[Dataset rows]
[Begin]
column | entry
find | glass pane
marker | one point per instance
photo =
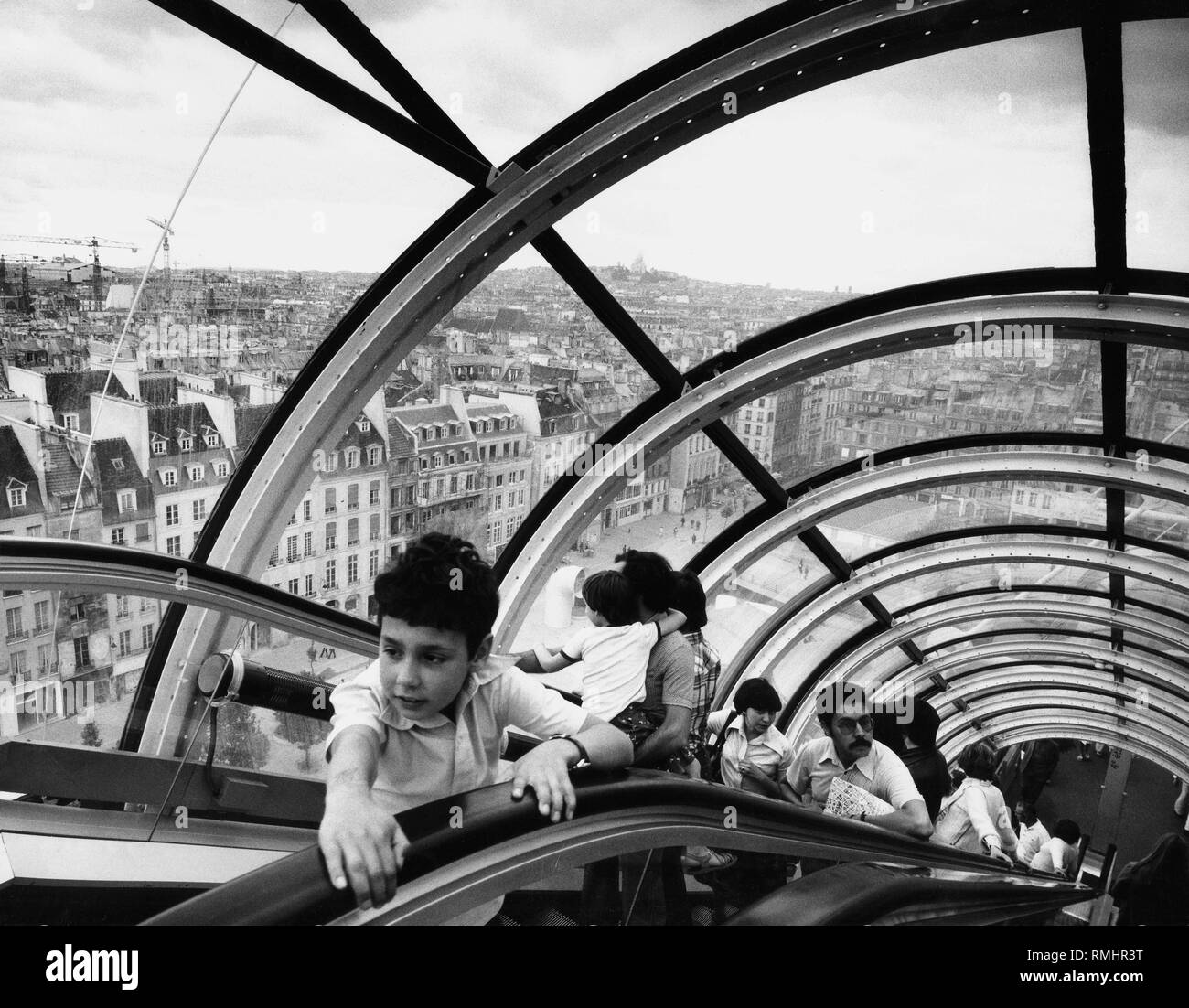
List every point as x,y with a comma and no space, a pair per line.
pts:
738,609
935,584
672,505
285,223
1156,84
70,663
951,509
920,395
816,646
869,201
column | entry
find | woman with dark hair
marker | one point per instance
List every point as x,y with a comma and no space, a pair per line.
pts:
919,754
1156,890
975,817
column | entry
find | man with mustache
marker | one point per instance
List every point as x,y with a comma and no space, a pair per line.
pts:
849,751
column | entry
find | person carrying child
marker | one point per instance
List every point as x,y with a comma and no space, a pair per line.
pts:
614,649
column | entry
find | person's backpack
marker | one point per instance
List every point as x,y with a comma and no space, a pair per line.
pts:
712,762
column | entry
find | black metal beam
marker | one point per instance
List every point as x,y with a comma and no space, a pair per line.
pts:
388,71
261,48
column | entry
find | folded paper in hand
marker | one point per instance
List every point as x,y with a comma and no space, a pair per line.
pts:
851,801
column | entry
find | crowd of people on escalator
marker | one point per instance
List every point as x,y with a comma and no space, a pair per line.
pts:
426,722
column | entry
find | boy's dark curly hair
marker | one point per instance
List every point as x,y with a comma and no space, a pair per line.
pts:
441,582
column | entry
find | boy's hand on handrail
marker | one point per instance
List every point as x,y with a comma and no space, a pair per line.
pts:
363,845
546,769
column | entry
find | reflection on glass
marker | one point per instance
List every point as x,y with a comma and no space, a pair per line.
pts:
71,663
742,603
874,198
1156,81
670,505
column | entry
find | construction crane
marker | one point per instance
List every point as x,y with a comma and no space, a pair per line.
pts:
94,242
169,281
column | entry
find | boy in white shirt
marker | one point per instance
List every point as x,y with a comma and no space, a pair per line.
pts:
614,650
426,719
1059,855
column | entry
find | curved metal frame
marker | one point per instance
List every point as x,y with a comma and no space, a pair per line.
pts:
622,134
1025,651
789,624
1025,726
1006,609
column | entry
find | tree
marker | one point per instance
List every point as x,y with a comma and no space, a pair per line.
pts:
301,731
241,741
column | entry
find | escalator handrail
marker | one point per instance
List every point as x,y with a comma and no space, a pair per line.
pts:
296,889
862,894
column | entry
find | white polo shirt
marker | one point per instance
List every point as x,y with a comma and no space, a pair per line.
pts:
434,757
613,662
771,751
880,772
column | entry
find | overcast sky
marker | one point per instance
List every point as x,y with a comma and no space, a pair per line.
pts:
955,164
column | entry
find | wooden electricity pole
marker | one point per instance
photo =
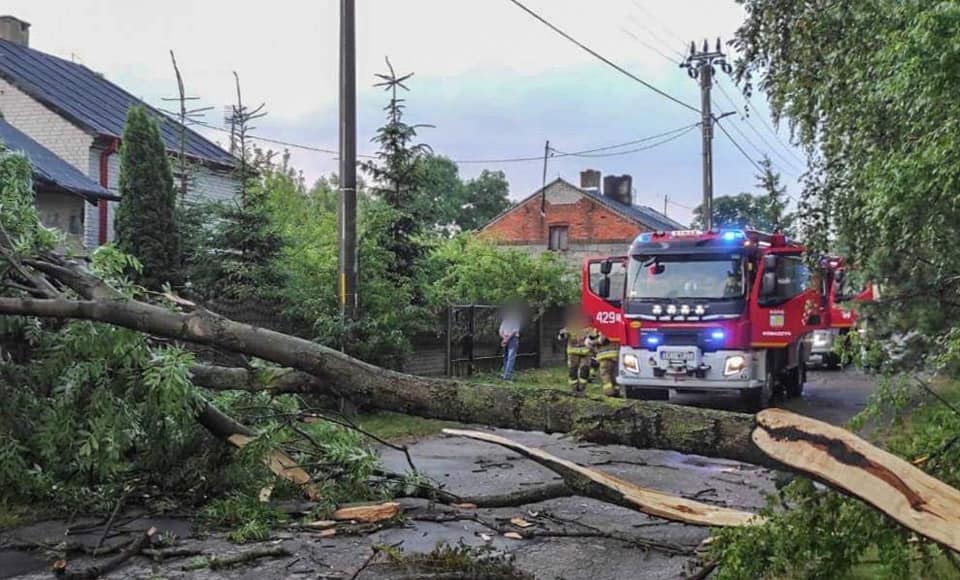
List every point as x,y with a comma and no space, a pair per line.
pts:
700,65
347,214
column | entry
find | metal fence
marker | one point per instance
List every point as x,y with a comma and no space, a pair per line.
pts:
467,340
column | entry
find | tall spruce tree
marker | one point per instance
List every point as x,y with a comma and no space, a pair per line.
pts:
145,221
398,180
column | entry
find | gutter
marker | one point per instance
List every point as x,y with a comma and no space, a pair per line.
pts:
112,147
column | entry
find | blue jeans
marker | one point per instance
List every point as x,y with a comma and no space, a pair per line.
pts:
510,357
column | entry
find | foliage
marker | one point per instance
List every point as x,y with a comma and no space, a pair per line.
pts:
869,90
18,212
468,270
249,518
460,561
145,221
397,426
814,533
765,212
237,242
397,182
485,197
85,398
446,203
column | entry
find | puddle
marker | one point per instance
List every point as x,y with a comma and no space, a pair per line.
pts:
13,563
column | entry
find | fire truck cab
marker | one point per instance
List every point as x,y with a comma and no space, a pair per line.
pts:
718,311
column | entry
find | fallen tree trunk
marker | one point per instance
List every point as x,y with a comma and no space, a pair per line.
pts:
846,462
605,487
644,425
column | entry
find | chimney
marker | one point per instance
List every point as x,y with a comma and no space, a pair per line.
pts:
590,179
15,30
619,188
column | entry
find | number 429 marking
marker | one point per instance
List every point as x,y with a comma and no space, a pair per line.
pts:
609,317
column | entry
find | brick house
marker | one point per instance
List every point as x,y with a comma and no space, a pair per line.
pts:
77,115
577,221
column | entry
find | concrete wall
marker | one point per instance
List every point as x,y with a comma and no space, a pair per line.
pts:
66,140
207,183
62,211
77,147
594,230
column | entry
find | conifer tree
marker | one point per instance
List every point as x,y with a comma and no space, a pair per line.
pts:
145,221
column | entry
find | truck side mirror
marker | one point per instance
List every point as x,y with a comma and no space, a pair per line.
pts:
768,285
769,263
604,290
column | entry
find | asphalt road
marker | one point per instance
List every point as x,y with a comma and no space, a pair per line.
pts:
831,396
468,467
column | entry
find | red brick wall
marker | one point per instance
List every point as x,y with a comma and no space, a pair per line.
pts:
589,222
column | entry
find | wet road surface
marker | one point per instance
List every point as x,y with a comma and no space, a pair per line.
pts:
467,467
831,396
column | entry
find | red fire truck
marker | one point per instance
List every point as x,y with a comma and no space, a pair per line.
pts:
842,312
718,311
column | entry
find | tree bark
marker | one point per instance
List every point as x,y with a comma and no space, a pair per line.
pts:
605,487
639,424
846,462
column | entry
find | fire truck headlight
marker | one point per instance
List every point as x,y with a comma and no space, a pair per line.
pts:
734,365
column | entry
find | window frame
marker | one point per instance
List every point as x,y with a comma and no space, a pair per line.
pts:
563,237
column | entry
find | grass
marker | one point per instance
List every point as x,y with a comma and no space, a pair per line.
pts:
14,515
399,427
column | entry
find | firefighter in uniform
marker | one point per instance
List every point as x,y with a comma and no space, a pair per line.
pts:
608,353
579,337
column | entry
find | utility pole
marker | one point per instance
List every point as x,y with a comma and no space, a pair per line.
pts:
347,214
700,65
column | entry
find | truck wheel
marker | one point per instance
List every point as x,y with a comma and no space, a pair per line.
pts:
798,377
758,399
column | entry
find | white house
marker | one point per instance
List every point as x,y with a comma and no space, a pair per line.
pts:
78,115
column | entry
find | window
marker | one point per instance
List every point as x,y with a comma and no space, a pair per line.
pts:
792,276
618,277
558,238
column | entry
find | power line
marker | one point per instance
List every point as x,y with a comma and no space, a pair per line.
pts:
602,58
638,149
744,153
665,28
656,37
648,45
584,152
746,121
737,145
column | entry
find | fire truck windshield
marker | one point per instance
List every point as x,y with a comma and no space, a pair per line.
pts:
700,276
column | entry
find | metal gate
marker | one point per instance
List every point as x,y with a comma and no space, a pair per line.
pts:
473,341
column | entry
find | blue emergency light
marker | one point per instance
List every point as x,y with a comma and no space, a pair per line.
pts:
732,235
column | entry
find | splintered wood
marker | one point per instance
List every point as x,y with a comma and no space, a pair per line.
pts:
282,465
600,485
843,460
368,514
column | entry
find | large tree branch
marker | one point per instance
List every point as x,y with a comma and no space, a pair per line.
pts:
645,425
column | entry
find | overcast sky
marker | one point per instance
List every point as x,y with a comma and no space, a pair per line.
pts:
495,82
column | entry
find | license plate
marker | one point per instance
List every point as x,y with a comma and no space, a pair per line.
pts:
677,355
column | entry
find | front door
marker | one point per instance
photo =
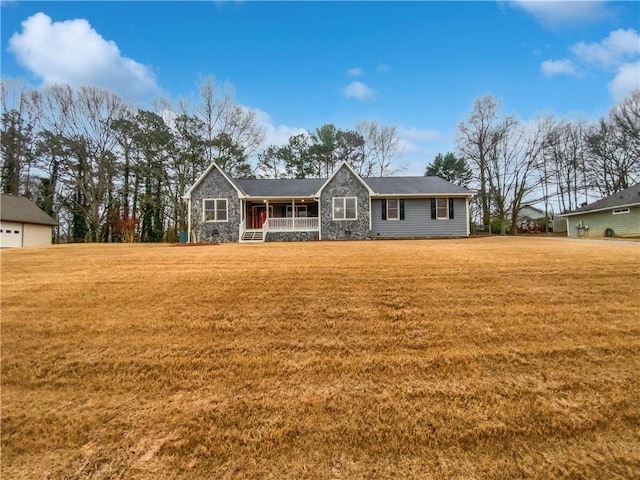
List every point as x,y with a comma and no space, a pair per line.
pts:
258,216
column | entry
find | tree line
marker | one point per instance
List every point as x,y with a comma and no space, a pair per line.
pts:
558,163
109,171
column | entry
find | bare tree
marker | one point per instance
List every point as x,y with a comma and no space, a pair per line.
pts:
381,149
477,141
512,174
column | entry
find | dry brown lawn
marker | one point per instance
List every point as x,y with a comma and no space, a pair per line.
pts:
479,358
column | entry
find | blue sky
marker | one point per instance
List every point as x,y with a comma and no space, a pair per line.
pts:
416,65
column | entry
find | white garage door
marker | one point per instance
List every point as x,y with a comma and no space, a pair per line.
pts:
10,234
36,235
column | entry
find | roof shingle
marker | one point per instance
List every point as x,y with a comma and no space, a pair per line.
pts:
23,210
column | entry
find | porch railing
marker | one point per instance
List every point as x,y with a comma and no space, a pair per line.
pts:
292,223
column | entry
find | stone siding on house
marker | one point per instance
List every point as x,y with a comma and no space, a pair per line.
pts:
215,185
344,184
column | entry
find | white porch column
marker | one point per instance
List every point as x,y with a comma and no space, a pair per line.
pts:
189,221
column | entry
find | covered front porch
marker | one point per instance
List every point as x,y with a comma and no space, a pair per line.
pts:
261,216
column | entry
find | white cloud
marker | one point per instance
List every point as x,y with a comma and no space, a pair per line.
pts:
626,81
610,52
414,134
555,14
359,90
618,53
558,67
274,134
73,52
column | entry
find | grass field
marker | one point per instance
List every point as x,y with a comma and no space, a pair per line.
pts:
[End]
» Instruction:
How many lines in the dataset rows above contain the string "frame"? Case counts. Give only the number.

» Result:
2